Begin Data supplied

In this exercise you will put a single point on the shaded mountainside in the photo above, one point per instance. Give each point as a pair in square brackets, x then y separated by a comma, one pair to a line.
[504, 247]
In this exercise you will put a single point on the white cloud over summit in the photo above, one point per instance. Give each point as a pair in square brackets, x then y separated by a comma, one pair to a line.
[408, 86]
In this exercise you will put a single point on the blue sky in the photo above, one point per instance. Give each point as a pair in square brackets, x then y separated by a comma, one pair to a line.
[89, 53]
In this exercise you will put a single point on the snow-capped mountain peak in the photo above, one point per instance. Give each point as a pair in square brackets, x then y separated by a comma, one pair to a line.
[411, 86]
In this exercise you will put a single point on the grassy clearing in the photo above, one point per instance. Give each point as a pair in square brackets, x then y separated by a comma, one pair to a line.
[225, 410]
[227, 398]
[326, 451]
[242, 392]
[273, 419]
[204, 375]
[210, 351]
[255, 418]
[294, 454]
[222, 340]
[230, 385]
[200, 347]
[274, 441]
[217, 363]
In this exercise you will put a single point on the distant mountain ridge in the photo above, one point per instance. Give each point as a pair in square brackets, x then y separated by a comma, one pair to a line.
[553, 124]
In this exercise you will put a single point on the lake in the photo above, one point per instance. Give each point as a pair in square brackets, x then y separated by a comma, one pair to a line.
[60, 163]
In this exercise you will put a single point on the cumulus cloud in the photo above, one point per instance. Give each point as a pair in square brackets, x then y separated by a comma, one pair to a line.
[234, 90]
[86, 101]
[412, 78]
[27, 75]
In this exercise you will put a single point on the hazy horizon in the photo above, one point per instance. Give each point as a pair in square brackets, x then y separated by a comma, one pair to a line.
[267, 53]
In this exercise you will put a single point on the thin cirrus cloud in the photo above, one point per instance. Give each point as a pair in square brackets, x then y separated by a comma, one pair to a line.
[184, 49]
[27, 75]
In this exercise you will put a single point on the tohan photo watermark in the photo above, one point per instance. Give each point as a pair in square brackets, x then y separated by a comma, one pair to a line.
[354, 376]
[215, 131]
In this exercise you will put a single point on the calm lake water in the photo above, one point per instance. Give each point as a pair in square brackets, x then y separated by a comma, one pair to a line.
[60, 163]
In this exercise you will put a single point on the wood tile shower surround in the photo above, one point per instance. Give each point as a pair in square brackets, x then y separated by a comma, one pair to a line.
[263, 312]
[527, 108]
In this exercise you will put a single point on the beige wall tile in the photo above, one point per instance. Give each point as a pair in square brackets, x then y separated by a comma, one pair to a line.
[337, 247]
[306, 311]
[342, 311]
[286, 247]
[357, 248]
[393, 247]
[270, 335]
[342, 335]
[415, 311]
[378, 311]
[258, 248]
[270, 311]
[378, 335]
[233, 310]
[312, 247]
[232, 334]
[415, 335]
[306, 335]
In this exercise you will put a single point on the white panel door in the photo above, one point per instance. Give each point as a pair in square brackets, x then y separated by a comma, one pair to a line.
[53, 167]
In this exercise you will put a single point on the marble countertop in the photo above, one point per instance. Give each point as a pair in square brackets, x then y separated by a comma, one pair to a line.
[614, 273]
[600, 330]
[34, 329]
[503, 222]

End Data supplied

- Short exercise
Put all of the records above into a two-column CSV with the header row instruction,answer, one row per record. Enclose each field in double quotes and turn any line breaks inside a field into spaces.

- Result for this exercise
instruction,answer
"In this exercise you will put a single point on the shaded mountainside in the photo above, one point per instance. Give each point as a pair in square brackets, x then y separated by a comma, one pair to a line.","[504, 247]"
"In this exercise you will put a single point on the white cloud over summit in the photo above, one point per instance. Give each point as a pair in square brackets, x then y separated by a comma, one pair to a line.","[408, 86]"
"In this exercise you will put a single point on the blue sky in the photo above, one point per instance. Give each point as a pair in square brackets, x then y separated by a comma, one pair to a line.","[89, 53]"
"In this exercise you will put a single point on the snow-capped mountain peak in the photo above, one point per instance. Give each point as a pair in square brackets, x then y separated by a comma, one pair to a line.","[411, 86]"
"In this exercise you will put a single point on the grassy clearing in the photo above, one point per instance. Give each point as a pair in square brackets, x then y separated by a comma, one pair to a line.","[225, 410] [227, 398] [326, 451] [242, 392] [273, 419] [204, 375] [210, 351] [255, 418] [294, 454] [222, 340] [230, 385] [200, 347] [274, 441] [217, 363]"
"In this exercise you will put a single point on the distant mountain ridge in the photo above, one point per instance. Give each point as a pair in square brackets, x then y separated by a comma, one pair to a line.","[553, 124]"
"In this exercise you will put a single point on the lake in the photo above, one point per instance. Give each point as a pair in square brackets, x then y separated by a comma, one pair to a line.","[60, 163]"
"In this exercise you will put a single point on the cumulus cloud in the photo above, one point per instance. Give each point as a pair in square brackets, x then y separated by a comma, one pair to a line.","[234, 90] [86, 101] [412, 78] [27, 75]"
"In this exercise you will put a single point on the hazy horizon in the photo above, one point per instance. Give each point as a pair in square brackets, x then y separated by a comma, one pair to a line.","[267, 53]"
"In this exercise you will put a single point on the thin cirrus cloud in the photo above, one point per instance. Give each point as a pair in square brackets, x then y separated by a comma, one pair to a line.","[184, 49] [27, 75]"
"In this exercise you will put a single point on the tohan photo watermark in the photo above, one point per instance. Give each point as a pair in square brackets, x then y separated by a comma, one pair to a line.","[354, 376] [215, 131]"
"In this exercise you will put a single point on the calm lake water in the photo above, one point per instance. Give each point as a pair in square brackets, x then y separated by a comma, one pair to a line.","[60, 163]"
"In this exercise you will put a single point on the wood tile shower surround in the photo above, one point per instance. Give each point as a pair in square brackets, x then y separated by a comma, one pair to a line.","[263, 312] [527, 108]"
"In this exercise you will put a single point on the beige wall tile in the photo above, one point per instance. Give each point as a pair in square brackets, x then y separated by a comma, one pair to a line.","[337, 247] [306, 311] [342, 311] [286, 247] [357, 248] [393, 247] [270, 335] [342, 335] [415, 311] [378, 311] [258, 248] [270, 311] [378, 335] [233, 310] [312, 247] [232, 334] [415, 335] [306, 335]"
"In this exercise you will put a single point on the white panel door in the photo above, one point per instance. Give each point as a pair in square brackets, x then y separated by a comma, one pair to a line.","[53, 167]"
"In this exercise you will put a single point on the marble countertop in the photo above, one point per instance. Give each point as a pair in square brackets, x then y separated by a comma, one pair to a line.","[614, 273] [600, 330] [34, 329] [503, 222]"